A block of data:
^^^^

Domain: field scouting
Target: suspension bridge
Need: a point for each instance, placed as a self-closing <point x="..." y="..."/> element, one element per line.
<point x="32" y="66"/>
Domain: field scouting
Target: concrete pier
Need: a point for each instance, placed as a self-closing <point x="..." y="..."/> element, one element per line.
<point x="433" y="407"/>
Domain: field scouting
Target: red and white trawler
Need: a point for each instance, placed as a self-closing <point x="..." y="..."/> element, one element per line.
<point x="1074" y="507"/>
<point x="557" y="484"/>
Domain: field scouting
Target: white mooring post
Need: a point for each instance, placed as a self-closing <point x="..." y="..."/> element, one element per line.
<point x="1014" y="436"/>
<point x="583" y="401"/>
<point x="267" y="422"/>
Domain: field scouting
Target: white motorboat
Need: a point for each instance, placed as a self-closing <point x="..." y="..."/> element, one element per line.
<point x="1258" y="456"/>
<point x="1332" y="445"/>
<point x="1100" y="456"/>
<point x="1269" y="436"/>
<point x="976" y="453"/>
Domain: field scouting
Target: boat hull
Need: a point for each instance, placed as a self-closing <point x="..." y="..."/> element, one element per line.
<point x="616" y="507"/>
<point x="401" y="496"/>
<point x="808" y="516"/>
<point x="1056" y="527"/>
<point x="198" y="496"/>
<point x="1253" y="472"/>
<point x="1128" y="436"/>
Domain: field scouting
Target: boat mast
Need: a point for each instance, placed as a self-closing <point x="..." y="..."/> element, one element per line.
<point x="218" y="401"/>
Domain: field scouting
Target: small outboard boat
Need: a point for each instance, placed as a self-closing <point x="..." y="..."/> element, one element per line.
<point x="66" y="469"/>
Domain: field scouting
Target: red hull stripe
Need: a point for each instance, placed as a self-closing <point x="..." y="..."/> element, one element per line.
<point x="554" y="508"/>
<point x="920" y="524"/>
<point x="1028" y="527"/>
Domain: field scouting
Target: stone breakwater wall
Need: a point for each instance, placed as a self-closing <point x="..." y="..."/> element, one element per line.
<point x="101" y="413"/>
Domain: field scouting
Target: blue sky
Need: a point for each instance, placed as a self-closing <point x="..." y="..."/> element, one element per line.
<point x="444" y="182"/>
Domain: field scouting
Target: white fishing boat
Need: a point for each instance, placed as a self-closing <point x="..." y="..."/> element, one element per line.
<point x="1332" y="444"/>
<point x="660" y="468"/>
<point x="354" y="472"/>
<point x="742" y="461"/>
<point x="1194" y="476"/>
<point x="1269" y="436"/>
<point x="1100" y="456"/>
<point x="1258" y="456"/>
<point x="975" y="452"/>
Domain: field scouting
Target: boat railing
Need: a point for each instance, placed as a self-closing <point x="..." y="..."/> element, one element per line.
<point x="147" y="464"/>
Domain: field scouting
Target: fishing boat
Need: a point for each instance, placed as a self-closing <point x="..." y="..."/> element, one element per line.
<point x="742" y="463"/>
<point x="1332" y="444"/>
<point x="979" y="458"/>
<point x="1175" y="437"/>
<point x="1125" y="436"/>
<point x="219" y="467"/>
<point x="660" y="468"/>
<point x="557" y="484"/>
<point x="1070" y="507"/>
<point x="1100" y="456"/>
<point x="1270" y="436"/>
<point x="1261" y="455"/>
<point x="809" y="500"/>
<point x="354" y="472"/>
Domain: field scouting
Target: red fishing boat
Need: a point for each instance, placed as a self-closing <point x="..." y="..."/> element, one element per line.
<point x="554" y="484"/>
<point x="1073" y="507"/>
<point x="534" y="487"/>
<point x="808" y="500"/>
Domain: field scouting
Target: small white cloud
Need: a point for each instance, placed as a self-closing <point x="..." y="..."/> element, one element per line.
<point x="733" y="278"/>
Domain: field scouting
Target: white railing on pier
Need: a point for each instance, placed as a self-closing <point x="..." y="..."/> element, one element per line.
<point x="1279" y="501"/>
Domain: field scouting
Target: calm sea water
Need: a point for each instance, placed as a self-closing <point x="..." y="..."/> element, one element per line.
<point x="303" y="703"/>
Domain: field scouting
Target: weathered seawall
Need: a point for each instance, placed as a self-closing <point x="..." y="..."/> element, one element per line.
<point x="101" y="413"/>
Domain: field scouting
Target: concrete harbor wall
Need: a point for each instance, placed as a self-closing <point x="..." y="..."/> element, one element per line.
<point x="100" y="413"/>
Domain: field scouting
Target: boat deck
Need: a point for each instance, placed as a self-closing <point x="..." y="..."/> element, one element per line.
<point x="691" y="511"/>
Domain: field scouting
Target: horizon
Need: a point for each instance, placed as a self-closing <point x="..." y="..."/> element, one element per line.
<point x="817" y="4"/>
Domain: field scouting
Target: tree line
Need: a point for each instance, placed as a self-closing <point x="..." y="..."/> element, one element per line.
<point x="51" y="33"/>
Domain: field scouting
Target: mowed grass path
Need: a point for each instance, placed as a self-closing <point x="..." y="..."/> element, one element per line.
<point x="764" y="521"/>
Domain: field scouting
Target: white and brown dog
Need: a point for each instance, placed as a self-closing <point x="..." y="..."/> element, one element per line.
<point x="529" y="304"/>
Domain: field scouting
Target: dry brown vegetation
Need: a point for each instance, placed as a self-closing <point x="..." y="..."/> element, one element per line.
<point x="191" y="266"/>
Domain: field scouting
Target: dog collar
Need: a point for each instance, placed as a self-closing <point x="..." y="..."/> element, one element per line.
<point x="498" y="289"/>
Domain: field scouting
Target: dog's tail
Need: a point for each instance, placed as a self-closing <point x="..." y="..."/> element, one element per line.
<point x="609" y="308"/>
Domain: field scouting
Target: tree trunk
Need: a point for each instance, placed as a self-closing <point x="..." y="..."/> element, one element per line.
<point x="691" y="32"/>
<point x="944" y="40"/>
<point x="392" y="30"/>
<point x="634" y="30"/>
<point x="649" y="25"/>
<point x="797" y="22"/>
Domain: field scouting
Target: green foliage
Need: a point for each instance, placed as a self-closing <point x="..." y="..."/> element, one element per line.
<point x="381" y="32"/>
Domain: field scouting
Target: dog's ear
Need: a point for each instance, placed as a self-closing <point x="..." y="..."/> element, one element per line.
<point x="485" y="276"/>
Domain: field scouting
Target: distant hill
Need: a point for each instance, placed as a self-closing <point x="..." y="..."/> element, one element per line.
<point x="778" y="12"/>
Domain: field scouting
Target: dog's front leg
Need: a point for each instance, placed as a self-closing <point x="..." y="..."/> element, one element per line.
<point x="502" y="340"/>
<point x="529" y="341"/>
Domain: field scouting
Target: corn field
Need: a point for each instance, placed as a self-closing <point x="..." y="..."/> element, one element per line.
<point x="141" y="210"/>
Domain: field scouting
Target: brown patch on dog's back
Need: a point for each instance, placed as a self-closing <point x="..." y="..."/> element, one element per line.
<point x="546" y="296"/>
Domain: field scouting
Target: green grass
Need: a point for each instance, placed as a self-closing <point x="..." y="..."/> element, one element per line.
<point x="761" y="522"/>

^^^^

* [Request]: Extract every line from the data above that contains the string "railing". Matching is case-sensitive.

* [Correct response]:
Target: boat railing
Target: white railing on pier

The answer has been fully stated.